---------- DATASET ENTRIES ----------

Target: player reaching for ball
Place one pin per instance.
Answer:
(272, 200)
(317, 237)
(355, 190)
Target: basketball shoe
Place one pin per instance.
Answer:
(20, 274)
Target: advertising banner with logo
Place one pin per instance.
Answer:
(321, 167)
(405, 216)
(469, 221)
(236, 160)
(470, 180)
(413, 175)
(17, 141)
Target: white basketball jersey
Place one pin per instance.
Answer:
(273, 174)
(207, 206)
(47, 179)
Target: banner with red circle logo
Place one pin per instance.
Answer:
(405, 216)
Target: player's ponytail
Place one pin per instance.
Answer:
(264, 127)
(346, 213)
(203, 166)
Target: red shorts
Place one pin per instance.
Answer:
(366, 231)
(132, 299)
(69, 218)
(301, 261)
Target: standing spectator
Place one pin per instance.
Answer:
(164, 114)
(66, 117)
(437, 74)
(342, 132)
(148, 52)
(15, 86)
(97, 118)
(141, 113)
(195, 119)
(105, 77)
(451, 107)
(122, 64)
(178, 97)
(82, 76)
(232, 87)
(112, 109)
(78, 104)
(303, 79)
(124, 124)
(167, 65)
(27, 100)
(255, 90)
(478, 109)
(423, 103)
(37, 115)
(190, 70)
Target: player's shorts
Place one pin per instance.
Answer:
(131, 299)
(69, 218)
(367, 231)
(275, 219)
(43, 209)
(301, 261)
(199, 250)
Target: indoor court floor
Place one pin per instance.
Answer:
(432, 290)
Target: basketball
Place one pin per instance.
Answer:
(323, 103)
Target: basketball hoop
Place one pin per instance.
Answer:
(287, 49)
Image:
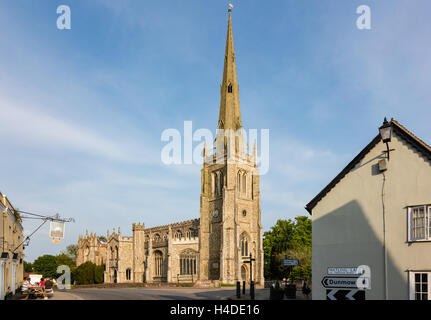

----------

▶ **ABOUT THIS EXERCISE**: When you copy the data above, keep each line exact and omit the pictures.

▶ **THE ANSWER**:
Target: player reaching for ball
Place one pin per instance.
Answer:
(272, 200)
(317, 237)
(355, 190)
Target: basketball shoe
Place one pin per instance.
Answer:
(20, 274)
Target: advertising banner with logo
Place one pin per instance.
Answer:
(321, 167)
(405, 216)
(469, 221)
(236, 160)
(470, 180)
(413, 175)
(17, 141)
Target: white basketball jersey
Place one pin per instance.
Answer:
(273, 174)
(207, 206)
(47, 179)
Target: banner with red circle logo
Place one pin per instance.
Answer:
(405, 216)
Target: player's ponytail
Place one pin per instance.
Answer:
(264, 127)
(346, 213)
(203, 166)
Target: red shorts
Place one pin per instance.
Answer:
(366, 231)
(132, 299)
(69, 218)
(301, 261)
Target: standing spectator
Place one pin per instance.
Answer:
(164, 114)
(66, 117)
(437, 74)
(342, 132)
(148, 52)
(15, 86)
(97, 118)
(141, 113)
(195, 119)
(105, 77)
(451, 107)
(122, 64)
(178, 97)
(82, 76)
(232, 87)
(112, 109)
(78, 104)
(303, 79)
(124, 124)
(167, 65)
(27, 100)
(255, 90)
(478, 109)
(423, 103)
(37, 115)
(190, 70)
Target: player's shorts
Place one pin per instance.
Answer:
(131, 299)
(69, 218)
(367, 231)
(275, 219)
(43, 209)
(301, 261)
(199, 250)
Target: indoor court floor
Place one pin per instance.
Answer:
(432, 290)
Target: basketball
Place one pin per instance.
Answer:
(323, 103)
Target: basketball hoop
Place one pin per instance.
Answer:
(287, 49)
Image:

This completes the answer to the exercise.